### Task input ###

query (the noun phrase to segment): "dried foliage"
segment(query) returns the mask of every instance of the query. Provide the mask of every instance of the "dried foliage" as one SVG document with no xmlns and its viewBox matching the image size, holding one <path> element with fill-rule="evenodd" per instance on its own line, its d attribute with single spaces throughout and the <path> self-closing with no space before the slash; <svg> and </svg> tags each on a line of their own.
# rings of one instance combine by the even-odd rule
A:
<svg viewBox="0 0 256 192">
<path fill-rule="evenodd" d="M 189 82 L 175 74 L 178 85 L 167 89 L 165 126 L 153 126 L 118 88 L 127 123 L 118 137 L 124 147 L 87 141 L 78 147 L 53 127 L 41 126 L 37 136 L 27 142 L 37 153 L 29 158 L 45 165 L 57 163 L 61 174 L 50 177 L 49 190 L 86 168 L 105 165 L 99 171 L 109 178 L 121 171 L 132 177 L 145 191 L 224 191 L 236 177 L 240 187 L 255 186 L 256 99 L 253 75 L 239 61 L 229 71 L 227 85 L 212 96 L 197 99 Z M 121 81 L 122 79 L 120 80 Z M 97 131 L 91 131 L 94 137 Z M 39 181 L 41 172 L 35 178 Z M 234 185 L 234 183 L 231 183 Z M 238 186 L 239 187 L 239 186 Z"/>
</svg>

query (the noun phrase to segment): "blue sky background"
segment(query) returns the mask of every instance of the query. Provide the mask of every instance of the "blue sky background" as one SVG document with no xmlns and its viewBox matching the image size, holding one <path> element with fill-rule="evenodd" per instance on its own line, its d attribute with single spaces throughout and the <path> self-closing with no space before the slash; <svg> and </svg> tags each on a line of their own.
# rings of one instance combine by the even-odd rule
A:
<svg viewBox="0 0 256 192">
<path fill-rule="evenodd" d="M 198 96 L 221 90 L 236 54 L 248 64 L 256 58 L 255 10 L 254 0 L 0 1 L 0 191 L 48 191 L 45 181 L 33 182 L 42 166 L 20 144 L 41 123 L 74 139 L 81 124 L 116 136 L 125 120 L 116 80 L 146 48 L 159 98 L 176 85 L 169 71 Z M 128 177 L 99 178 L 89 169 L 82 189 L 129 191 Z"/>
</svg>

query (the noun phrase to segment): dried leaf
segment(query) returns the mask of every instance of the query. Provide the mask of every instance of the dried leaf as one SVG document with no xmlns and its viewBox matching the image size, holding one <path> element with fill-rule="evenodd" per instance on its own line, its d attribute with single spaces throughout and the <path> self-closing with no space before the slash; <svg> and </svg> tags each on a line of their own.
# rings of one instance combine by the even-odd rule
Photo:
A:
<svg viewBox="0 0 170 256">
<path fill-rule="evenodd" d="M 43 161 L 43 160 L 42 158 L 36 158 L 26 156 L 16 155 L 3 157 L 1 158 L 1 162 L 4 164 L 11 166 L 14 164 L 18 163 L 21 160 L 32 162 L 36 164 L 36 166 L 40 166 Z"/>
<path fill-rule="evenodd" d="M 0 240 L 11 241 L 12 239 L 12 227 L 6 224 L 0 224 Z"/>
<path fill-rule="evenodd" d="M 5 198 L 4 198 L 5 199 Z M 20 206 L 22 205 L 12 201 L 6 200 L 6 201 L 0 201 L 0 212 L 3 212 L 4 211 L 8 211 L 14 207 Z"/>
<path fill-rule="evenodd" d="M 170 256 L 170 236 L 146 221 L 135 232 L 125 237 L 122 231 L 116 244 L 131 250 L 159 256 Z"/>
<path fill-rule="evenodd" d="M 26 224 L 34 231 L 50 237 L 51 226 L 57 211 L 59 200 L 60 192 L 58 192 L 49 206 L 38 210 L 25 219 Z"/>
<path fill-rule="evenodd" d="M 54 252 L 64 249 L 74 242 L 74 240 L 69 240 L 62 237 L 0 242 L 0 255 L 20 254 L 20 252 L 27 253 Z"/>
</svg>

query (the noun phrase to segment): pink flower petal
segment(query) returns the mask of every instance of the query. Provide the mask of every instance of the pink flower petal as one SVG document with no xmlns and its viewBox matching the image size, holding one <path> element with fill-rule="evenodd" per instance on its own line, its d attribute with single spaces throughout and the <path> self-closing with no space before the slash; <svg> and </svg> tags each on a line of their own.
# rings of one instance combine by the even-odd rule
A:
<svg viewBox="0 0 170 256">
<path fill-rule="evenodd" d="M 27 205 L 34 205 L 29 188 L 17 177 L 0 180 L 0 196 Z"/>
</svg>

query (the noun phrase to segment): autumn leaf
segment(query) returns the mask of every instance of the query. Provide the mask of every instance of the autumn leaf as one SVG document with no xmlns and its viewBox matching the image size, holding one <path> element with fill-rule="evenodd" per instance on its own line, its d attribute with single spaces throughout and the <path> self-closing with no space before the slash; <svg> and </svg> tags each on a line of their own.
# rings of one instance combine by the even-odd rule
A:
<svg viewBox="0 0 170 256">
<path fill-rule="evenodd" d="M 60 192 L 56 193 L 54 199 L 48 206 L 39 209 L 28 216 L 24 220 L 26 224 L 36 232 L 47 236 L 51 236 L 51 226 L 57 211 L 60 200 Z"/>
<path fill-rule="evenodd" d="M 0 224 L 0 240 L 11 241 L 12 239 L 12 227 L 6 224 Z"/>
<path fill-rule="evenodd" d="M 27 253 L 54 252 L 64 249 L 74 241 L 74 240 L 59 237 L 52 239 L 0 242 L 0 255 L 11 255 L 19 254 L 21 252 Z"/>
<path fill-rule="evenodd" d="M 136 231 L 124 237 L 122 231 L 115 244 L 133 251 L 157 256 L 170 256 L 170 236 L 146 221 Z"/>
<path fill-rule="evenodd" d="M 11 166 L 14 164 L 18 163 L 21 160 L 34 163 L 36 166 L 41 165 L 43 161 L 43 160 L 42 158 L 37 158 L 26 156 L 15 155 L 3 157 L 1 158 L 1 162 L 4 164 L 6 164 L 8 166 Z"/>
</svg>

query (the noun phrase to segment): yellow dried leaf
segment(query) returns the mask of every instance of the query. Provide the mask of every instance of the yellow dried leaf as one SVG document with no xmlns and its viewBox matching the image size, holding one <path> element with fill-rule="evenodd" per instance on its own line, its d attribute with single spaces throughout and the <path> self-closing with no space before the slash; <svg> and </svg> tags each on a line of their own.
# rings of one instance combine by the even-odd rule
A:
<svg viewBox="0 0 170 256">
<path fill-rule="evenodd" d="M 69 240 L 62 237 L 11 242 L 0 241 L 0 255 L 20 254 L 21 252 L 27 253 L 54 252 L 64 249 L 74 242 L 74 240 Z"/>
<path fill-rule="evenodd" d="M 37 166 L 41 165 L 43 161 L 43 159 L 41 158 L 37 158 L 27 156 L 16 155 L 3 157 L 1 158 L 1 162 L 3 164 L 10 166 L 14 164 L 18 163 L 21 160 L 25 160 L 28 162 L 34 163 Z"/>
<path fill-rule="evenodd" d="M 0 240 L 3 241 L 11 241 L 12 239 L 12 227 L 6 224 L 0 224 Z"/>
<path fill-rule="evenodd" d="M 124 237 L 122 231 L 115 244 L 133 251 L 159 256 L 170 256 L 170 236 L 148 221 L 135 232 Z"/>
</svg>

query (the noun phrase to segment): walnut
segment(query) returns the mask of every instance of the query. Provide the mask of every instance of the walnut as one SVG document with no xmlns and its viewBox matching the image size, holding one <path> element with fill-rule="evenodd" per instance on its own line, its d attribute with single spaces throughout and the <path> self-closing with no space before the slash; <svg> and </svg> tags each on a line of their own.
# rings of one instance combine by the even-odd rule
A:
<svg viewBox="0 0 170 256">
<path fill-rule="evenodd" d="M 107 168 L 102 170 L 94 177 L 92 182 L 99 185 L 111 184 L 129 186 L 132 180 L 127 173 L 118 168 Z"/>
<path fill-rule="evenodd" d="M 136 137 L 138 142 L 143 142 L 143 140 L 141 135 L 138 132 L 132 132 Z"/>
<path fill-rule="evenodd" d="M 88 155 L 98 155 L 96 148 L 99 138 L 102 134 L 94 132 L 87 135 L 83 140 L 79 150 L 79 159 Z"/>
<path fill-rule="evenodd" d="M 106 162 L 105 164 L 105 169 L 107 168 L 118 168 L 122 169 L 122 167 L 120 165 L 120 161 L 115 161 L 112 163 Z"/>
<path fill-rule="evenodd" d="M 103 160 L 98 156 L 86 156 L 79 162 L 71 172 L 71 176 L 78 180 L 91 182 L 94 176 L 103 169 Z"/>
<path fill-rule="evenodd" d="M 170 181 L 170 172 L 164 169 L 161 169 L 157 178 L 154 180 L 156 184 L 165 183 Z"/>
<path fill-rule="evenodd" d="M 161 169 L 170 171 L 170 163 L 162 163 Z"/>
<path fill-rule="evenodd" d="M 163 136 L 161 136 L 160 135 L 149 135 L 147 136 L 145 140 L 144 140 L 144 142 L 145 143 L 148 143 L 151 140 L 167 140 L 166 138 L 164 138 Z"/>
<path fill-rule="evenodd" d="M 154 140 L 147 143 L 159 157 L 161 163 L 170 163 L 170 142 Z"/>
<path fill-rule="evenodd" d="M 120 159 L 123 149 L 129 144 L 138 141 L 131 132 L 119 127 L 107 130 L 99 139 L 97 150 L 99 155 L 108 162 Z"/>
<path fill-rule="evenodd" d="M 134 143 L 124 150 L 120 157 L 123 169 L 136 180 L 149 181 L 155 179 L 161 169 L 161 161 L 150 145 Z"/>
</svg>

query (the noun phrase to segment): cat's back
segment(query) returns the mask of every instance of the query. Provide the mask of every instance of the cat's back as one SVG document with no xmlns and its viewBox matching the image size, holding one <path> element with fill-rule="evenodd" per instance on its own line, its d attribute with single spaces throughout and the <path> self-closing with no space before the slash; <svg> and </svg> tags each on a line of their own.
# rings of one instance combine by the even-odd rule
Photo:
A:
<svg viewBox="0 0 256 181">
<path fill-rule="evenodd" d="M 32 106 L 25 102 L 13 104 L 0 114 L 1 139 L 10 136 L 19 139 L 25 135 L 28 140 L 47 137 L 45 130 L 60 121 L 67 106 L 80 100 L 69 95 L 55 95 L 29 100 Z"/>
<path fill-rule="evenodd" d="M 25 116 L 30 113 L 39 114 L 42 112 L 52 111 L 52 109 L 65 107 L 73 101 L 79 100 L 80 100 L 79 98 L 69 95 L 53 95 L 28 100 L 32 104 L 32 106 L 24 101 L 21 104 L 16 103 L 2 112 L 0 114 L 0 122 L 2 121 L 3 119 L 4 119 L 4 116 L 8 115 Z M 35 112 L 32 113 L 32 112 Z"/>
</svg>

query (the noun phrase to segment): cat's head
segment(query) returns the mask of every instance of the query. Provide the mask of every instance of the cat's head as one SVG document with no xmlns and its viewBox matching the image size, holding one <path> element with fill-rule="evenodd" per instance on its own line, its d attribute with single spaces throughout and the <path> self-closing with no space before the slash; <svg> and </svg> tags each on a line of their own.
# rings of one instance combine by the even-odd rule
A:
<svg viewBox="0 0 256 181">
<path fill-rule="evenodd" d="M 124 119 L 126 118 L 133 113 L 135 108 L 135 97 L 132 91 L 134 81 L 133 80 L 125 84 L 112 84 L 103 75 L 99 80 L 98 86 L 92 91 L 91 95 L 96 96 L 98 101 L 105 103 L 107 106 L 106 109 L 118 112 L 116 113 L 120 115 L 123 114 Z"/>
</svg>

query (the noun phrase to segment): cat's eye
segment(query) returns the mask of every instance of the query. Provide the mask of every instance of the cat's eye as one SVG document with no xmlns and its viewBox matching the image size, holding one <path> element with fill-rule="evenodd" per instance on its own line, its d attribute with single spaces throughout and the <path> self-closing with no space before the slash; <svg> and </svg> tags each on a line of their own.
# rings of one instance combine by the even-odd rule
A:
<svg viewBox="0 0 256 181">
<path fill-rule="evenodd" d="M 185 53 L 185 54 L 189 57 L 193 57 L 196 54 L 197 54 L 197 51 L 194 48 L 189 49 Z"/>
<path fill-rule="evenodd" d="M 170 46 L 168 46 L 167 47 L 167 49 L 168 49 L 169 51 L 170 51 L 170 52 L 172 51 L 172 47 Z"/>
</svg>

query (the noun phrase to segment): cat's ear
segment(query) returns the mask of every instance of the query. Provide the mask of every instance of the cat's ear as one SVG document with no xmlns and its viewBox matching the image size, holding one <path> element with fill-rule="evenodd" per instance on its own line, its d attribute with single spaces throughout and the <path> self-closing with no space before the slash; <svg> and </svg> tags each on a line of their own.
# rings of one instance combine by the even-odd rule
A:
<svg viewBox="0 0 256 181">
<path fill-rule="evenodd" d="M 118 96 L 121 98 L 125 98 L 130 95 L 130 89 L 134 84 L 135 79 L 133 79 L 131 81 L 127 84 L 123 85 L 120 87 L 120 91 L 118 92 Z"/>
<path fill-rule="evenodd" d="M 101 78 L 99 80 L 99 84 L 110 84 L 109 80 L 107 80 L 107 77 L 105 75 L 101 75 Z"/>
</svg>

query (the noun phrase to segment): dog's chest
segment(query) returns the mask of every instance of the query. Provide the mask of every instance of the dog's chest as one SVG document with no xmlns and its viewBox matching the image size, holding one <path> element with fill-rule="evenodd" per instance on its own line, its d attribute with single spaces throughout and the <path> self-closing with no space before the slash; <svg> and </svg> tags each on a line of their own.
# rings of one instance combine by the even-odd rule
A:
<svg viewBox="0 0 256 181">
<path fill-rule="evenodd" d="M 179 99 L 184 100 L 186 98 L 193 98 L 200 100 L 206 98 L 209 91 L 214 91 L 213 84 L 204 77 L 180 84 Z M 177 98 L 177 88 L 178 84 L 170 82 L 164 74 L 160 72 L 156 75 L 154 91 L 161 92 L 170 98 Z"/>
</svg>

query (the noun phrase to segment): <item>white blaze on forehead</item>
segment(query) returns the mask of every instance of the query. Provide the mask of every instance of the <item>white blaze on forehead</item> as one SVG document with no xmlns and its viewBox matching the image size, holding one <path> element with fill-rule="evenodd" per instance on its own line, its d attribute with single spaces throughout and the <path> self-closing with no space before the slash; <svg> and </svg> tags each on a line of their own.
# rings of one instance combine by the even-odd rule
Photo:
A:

###

* The problem
Number each line of the material as a list, from the line with "query (the noun phrase to segment): dried" through the line with "42 158 L 36", skipping any blank lines.

* Output for this task
1. query (the noun phrase to segment): dried leaf
2. segment(query) returns the mask of every instance of the query. Provide the mask of every instance of the dried leaf as one SVG document with no xmlns and its viewBox matching the image size, holding one <path> element with fill-rule="evenodd" per instance on its own line, its d attribute with single spaces throughout and the <path> self-closing with no space before the slash; <svg> and </svg> tags each on a line of their own.
3. # rings of one instance combine by the even-odd rule
4. Photo:
5. A:
6. <svg viewBox="0 0 170 256">
7. <path fill-rule="evenodd" d="M 43 161 L 43 160 L 42 158 L 36 158 L 26 156 L 16 155 L 3 157 L 1 158 L 1 162 L 4 164 L 11 166 L 14 164 L 18 163 L 21 160 L 32 162 L 36 164 L 36 166 L 40 166 Z"/>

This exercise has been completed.